━━━━━ Material for this task

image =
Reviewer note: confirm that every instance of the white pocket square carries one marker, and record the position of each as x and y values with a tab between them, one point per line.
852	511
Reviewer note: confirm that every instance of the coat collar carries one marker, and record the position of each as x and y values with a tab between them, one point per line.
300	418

━━━━━━━━━━

» Task item: Output all of the data without altering a single line.

» Written answer:
image =
Reviewer note: confirm that every instance of the white pocket square carries one marker, and record the position of each as x and y values with a tab between them, one point per line.
852	511
Reviewer note: confirm that every instance of the coat collar carries one marker, and record the position of each as x and y values with a tab between them, one point per line.
300	418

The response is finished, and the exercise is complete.